> _Brief_
Give again, word for word, each line below starting at the one that contains "Target: kitchen countertop" and ending at the one that contains "window curtain valance".

> _Dataset records_
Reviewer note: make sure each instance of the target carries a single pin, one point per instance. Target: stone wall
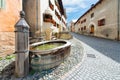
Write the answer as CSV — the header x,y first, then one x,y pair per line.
x,y
103,10
8,18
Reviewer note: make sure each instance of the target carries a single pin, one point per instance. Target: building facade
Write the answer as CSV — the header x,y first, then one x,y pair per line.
x,y
9,15
45,16
101,20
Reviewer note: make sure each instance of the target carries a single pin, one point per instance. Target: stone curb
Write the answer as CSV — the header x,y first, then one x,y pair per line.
x,y
77,66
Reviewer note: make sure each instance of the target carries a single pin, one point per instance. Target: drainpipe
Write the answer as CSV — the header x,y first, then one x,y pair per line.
x,y
36,15
118,31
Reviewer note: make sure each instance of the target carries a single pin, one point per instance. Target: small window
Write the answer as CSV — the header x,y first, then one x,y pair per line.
x,y
84,27
92,15
81,28
101,22
2,4
51,5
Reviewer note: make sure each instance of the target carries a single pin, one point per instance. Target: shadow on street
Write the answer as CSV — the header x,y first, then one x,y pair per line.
x,y
109,48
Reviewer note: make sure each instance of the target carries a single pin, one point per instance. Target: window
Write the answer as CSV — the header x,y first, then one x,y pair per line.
x,y
101,22
47,17
92,15
84,27
2,4
81,28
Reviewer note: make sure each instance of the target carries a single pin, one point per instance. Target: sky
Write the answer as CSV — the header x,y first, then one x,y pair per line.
x,y
76,8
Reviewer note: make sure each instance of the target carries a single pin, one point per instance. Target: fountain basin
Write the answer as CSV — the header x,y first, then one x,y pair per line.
x,y
42,59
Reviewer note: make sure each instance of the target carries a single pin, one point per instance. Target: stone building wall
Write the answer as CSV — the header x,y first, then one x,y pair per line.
x,y
9,15
103,10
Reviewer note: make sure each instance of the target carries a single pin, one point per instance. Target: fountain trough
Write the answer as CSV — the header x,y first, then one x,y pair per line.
x,y
48,54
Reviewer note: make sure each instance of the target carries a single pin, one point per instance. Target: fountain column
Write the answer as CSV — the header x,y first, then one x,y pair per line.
x,y
22,47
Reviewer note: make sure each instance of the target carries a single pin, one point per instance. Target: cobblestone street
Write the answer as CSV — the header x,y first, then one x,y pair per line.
x,y
102,60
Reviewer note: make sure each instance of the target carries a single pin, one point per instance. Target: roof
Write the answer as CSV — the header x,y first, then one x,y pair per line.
x,y
93,6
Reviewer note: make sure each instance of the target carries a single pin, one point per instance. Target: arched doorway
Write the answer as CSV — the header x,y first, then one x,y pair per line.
x,y
92,29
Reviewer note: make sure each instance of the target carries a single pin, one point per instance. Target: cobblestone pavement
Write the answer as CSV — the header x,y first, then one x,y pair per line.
x,y
102,61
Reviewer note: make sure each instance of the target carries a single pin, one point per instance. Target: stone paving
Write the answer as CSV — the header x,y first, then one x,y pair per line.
x,y
74,58
98,64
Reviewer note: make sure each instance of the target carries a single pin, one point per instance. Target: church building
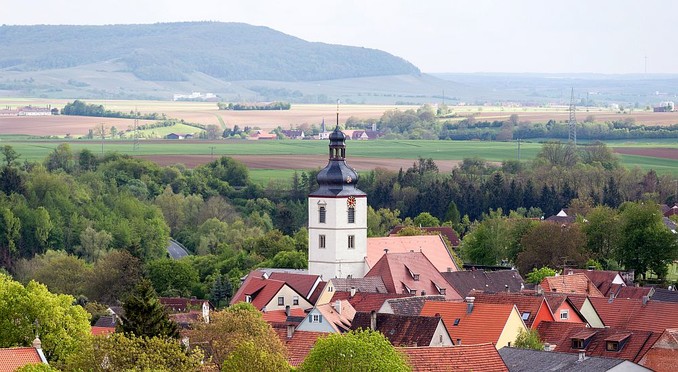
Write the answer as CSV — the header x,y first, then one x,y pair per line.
x,y
337,218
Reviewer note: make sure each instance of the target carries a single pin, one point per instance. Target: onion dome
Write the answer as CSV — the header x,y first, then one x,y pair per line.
x,y
337,178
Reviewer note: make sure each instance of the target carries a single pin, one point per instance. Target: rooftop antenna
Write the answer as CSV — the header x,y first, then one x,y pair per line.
x,y
572,124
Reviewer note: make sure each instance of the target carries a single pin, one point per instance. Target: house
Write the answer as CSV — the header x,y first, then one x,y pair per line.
x,y
562,218
564,310
432,246
372,284
446,231
571,283
482,357
262,135
477,323
405,330
601,342
306,284
269,294
411,273
365,301
480,280
329,318
533,309
13,358
525,360
663,354
293,133
410,305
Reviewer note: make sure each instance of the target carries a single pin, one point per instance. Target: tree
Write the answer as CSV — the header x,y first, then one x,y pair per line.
x,y
231,334
359,350
646,244
529,340
30,311
122,352
537,275
550,244
145,315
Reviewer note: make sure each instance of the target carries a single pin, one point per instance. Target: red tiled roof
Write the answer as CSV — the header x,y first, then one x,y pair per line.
x,y
261,290
445,231
16,357
432,246
482,357
98,331
402,272
302,283
300,345
400,330
364,301
484,324
524,303
574,283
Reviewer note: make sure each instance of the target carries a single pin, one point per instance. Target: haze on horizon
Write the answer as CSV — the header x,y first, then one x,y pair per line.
x,y
463,36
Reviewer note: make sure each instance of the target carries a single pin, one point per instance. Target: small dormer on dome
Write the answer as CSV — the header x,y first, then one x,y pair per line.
x,y
337,178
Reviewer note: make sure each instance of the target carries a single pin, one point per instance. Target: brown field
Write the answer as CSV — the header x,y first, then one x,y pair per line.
x,y
58,125
666,153
294,161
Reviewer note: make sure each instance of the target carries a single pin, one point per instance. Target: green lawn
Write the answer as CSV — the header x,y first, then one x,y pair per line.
x,y
438,150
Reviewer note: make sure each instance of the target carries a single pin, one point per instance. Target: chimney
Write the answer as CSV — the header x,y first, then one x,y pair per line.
x,y
469,304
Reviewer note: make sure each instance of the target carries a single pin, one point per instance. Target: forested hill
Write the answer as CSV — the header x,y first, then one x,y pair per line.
x,y
168,51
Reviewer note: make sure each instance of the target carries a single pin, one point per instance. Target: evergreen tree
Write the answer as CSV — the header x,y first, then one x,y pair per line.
x,y
145,315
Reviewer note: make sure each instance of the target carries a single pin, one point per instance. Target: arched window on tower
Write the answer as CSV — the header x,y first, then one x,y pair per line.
x,y
322,214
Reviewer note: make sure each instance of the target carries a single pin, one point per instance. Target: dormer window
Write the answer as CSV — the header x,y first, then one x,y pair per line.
x,y
351,215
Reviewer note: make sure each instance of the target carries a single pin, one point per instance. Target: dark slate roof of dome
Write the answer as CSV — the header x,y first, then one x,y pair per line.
x,y
337,178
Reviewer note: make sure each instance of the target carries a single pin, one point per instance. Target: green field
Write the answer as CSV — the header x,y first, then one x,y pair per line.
x,y
438,150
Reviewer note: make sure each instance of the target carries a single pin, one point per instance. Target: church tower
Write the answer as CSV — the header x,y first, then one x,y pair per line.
x,y
337,218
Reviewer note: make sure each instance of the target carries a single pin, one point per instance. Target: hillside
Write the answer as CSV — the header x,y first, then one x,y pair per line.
x,y
176,51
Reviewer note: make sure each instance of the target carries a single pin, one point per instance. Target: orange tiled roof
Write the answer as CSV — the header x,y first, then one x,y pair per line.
x,y
524,303
573,283
412,271
482,357
431,245
300,345
484,324
302,283
365,301
16,357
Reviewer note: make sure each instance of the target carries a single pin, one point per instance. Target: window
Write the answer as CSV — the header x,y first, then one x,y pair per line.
x,y
322,214
577,343
564,314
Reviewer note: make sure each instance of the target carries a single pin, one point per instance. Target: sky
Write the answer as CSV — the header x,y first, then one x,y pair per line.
x,y
456,36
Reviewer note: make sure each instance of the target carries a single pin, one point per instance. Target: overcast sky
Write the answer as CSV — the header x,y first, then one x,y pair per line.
x,y
600,36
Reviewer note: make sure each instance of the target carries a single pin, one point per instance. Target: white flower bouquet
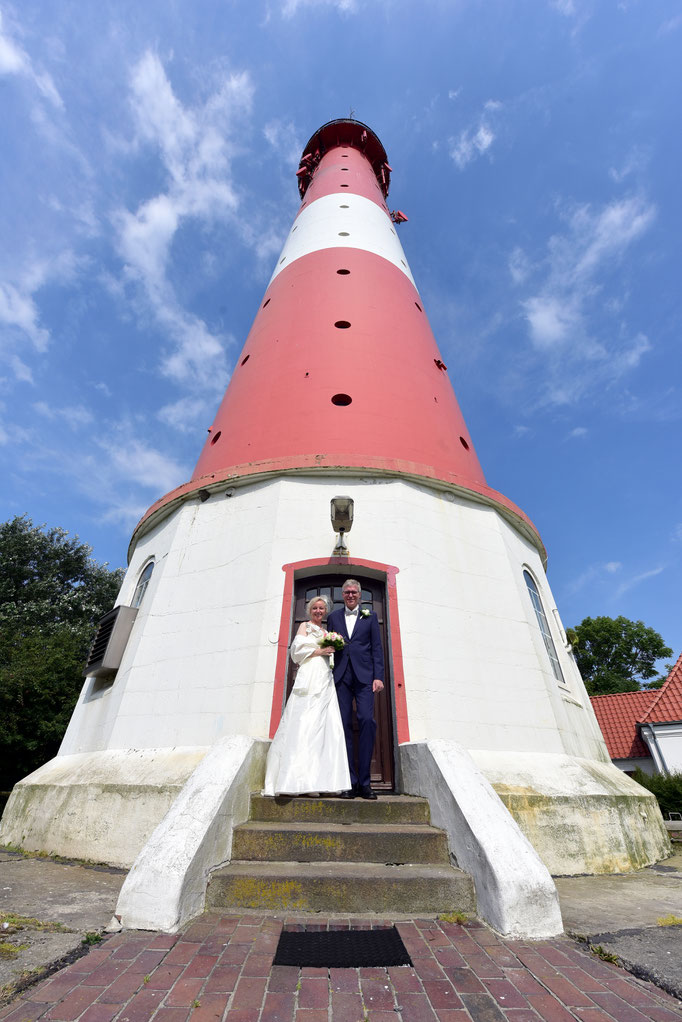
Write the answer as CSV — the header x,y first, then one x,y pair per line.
x,y
332,639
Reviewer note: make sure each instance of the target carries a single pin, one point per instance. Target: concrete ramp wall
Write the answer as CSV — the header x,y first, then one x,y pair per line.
x,y
515,894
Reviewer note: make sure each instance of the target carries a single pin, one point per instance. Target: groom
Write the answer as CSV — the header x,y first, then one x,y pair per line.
x,y
358,675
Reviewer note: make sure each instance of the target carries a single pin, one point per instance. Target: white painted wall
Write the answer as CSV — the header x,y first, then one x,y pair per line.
x,y
200,662
669,741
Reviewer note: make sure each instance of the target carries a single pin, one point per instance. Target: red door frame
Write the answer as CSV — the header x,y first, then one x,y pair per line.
x,y
389,571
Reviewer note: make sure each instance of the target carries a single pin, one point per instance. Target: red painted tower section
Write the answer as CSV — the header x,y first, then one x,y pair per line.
x,y
341,368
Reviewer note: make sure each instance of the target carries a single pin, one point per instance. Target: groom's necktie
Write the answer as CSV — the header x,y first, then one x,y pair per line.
x,y
351,618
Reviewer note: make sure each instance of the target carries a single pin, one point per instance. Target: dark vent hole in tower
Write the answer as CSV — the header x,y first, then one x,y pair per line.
x,y
342,948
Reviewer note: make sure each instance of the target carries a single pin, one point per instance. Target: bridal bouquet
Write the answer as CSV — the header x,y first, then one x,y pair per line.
x,y
332,639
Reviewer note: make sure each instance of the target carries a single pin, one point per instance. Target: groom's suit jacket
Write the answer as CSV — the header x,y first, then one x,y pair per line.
x,y
363,649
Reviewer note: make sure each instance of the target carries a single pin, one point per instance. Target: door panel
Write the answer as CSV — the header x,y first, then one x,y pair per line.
x,y
373,598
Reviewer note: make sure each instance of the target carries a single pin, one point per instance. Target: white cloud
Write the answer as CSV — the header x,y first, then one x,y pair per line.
x,y
636,579
567,296
593,573
195,150
672,25
519,266
19,314
14,60
283,137
74,415
290,7
475,140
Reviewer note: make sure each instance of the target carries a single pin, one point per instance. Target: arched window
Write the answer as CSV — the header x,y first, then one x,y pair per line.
x,y
142,584
544,626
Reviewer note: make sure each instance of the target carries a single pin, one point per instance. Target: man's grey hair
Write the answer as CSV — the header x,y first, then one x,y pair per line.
x,y
325,600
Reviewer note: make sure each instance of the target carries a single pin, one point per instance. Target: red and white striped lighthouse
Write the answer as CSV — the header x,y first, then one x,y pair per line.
x,y
341,389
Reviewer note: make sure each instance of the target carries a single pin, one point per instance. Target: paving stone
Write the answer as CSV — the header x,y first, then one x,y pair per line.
x,y
314,992
377,993
482,1008
283,978
277,1007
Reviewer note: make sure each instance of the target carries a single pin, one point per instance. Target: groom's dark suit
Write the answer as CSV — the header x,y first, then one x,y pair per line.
x,y
358,664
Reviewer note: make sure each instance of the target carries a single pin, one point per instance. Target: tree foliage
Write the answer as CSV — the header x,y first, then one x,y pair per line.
x,y
616,654
52,594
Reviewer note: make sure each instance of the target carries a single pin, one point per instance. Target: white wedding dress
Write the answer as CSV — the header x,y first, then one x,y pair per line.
x,y
308,753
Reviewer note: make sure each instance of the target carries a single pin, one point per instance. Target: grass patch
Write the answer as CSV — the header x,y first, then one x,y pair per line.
x,y
7,949
605,956
29,923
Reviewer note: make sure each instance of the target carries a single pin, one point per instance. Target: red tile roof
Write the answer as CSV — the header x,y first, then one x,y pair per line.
x,y
620,713
668,702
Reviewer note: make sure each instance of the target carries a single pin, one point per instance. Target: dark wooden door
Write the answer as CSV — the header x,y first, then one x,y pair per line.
x,y
373,597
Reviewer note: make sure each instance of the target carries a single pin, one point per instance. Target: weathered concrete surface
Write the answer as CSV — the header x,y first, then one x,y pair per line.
x,y
514,890
595,904
81,898
621,914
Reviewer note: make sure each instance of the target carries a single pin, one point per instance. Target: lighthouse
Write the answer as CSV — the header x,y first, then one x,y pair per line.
x,y
339,395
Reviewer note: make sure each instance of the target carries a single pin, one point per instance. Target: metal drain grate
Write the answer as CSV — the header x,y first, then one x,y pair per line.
x,y
342,948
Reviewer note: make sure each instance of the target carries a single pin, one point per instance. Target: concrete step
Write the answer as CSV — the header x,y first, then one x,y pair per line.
x,y
324,842
387,809
341,887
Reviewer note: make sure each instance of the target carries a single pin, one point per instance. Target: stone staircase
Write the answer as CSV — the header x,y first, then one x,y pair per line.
x,y
336,855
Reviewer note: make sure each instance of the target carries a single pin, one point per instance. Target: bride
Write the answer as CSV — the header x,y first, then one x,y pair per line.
x,y
308,753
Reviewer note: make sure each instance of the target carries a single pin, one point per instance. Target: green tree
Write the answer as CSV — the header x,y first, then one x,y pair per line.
x,y
52,594
615,654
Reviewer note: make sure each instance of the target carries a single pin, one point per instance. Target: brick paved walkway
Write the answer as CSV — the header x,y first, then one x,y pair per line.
x,y
221,968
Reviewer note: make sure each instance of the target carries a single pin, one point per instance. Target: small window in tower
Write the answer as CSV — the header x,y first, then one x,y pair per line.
x,y
142,584
544,626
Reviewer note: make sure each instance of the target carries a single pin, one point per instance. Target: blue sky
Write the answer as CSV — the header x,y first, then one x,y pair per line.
x,y
147,185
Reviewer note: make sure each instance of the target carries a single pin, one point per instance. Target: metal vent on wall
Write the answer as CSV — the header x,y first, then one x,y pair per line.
x,y
112,635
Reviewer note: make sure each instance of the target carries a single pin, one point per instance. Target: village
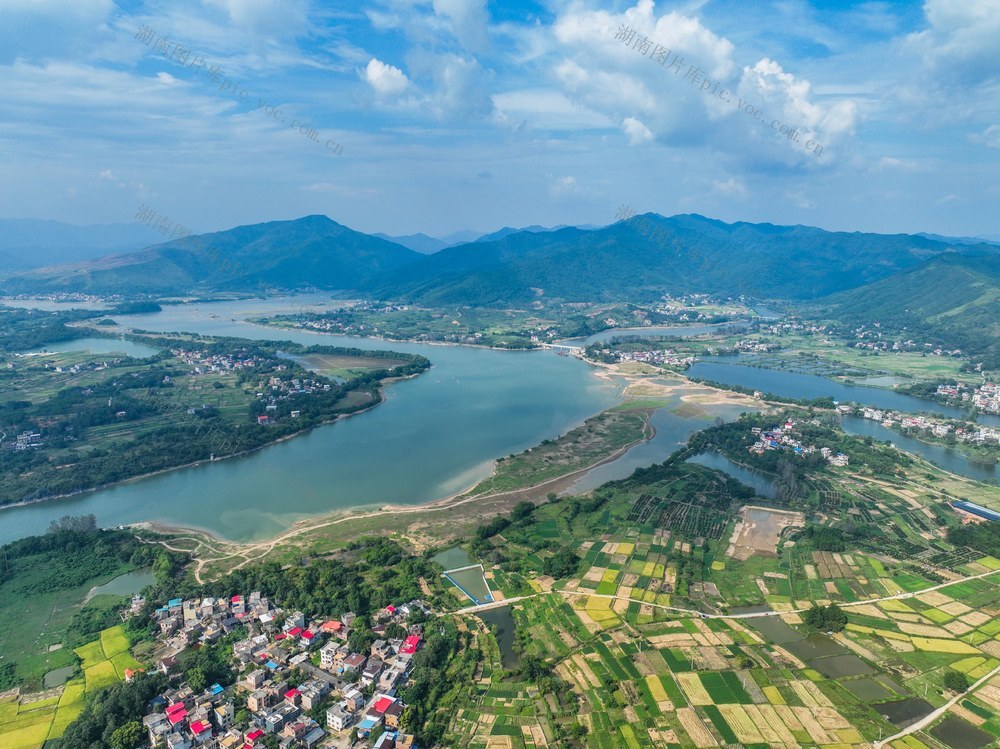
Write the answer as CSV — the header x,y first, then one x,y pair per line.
x,y
986,397
782,437
666,357
300,684
970,432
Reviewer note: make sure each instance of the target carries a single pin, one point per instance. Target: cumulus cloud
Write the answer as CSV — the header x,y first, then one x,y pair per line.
x,y
601,63
731,187
960,42
468,20
385,79
266,17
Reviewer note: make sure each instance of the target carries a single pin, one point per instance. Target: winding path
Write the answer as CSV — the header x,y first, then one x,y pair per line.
x,y
931,717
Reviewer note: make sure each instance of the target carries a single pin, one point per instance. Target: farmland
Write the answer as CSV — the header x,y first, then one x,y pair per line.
x,y
28,724
626,633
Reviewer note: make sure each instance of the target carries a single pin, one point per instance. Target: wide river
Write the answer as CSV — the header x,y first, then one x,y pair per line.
x,y
434,435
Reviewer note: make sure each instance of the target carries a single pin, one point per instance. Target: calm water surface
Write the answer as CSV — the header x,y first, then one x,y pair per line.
x,y
434,435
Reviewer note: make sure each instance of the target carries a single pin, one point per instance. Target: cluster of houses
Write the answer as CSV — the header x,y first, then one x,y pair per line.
x,y
26,440
277,389
294,672
874,339
782,437
986,397
969,433
667,357
203,362
778,328
757,347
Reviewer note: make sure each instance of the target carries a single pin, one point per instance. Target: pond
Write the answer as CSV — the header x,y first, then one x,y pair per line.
x,y
816,646
902,713
867,690
504,628
771,627
124,585
454,558
838,666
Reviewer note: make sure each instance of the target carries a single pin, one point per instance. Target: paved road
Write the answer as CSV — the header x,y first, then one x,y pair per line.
x,y
703,615
488,606
928,719
761,614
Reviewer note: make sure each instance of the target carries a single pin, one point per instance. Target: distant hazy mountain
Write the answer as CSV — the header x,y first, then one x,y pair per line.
x,y
960,240
952,300
649,255
534,228
34,243
417,242
460,237
636,261
309,252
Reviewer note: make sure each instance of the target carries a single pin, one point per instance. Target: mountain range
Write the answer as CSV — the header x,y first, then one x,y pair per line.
x,y
636,260
953,301
34,243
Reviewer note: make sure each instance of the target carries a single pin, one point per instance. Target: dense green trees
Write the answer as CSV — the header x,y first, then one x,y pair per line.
x,y
825,618
564,563
984,537
825,538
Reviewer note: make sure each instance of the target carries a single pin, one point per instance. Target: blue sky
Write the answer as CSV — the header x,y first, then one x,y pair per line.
x,y
463,114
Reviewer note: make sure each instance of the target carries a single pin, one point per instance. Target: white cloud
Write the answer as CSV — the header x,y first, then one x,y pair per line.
x,y
385,79
266,17
960,44
890,164
548,108
637,132
667,103
468,19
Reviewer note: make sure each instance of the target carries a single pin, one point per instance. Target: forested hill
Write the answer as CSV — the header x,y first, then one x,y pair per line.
x,y
640,259
952,300
637,260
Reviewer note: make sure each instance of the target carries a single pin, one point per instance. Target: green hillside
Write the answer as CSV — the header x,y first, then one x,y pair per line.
x,y
952,300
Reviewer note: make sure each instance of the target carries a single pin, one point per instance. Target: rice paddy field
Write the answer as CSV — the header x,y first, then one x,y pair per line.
x,y
28,722
627,634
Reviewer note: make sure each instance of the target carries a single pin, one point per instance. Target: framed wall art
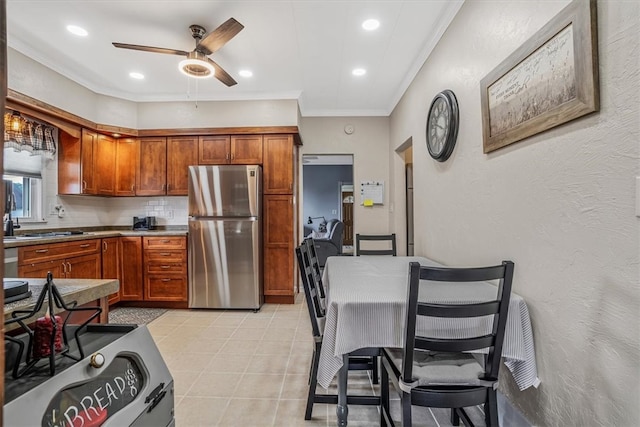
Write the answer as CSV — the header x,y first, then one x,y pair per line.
x,y
549,80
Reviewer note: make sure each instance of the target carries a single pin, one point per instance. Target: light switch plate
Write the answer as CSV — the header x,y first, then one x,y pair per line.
x,y
638,196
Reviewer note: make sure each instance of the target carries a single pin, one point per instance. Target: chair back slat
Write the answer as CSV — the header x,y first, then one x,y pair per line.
x,y
316,312
315,265
458,310
391,238
453,345
480,274
497,309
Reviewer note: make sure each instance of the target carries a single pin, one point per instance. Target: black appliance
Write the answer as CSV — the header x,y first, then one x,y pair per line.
x,y
142,223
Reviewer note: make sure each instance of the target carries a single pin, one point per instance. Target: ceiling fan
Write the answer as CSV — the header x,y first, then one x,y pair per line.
x,y
197,63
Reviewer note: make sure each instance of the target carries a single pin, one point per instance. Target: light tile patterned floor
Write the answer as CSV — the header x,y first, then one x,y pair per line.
x,y
240,368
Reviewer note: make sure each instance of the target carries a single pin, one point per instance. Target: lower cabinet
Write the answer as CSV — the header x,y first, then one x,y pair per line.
x,y
278,249
73,260
150,269
165,268
131,271
111,263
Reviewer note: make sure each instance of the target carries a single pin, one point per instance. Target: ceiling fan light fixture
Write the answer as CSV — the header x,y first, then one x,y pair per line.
x,y
196,66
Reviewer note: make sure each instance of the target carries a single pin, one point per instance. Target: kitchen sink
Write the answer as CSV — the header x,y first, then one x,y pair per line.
x,y
31,236
54,234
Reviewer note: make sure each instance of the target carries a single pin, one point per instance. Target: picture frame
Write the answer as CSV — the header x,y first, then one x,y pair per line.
x,y
549,80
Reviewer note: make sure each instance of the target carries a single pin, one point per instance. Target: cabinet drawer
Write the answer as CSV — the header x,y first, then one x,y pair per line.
x,y
165,256
169,242
37,253
165,288
168,267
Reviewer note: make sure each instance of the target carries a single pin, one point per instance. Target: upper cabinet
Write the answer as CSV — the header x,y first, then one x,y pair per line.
x,y
234,149
152,168
246,149
127,150
181,153
87,162
278,164
104,164
97,164
85,165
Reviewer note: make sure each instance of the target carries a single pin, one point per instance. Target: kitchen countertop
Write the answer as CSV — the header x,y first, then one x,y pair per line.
x,y
80,290
29,241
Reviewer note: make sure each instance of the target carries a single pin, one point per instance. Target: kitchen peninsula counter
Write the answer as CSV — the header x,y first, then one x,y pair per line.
x,y
19,241
84,291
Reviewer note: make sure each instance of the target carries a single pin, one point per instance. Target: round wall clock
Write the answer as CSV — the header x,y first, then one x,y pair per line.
x,y
442,125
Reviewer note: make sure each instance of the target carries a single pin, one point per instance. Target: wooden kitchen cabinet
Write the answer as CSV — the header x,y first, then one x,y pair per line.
x,y
246,149
131,270
127,151
165,268
214,149
111,263
234,149
76,163
71,260
87,162
278,164
83,267
86,165
181,153
152,167
104,164
278,248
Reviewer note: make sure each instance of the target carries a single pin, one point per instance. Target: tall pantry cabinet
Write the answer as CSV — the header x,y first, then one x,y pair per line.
x,y
279,219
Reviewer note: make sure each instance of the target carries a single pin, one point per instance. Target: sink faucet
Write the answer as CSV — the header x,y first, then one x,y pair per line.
x,y
9,226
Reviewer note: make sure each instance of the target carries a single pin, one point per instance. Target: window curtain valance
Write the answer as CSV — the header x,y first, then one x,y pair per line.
x,y
24,134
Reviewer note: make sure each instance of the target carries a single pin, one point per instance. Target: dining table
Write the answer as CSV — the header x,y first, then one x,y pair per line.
x,y
366,299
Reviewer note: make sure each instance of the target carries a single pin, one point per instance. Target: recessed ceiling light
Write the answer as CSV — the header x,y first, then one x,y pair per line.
x,y
78,31
371,24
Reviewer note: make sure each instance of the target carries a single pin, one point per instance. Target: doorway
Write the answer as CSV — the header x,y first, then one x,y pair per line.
x,y
326,180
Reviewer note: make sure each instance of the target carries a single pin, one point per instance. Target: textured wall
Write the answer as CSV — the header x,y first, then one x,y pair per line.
x,y
560,204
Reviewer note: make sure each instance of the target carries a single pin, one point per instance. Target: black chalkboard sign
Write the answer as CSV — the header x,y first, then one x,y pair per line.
x,y
91,403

> _Task solution_
Reviewer note: make sure each instance of the target carries a single pin, one point per instance. Target: kitchen countertop
Write the answer as CSV — the header x,y first, then one x,y pair per line.
x,y
80,290
29,241
Reviewer note: make sure each instance of the target carries a single pin, one point per instance. Target: kitchen peninsula counter
Write the answer as CSV — the header x,y first, then one x,y pair per line.
x,y
19,241
84,291
Reviewer note: make sure each instance of the target carries a single pin, one point per instance. Target: round wall clock
Write the answer as CSV — the header x,y first, then one x,y pair per line.
x,y
442,125
Reviewer note: make sure each instance of the target carries a single pin, one point per instance. Target: wooden kitchen cabinet
Write the answer as CSV — the header x,y first, then one x,y pair per line.
x,y
246,149
131,270
127,151
165,268
214,149
111,263
234,149
76,163
71,260
87,162
278,164
83,267
86,165
181,153
152,167
104,164
278,248
Reviewer note: make sure each instance of the target carries a single pin, one point per instance. Target: tall pantry cabinet
Write the answer as CSV — the header x,y first, then one x,y pair per line.
x,y
279,219
Reviewer note: make sure each instance of the target carries a single pin, one point per instance. Target: sink faucet
Write the answer as CSV — the header x,y first, then one x,y pair per line.
x,y
9,226
Reviewer note: make sure each instance of the target carries a single pin, one point per instance. Target: window curtain valance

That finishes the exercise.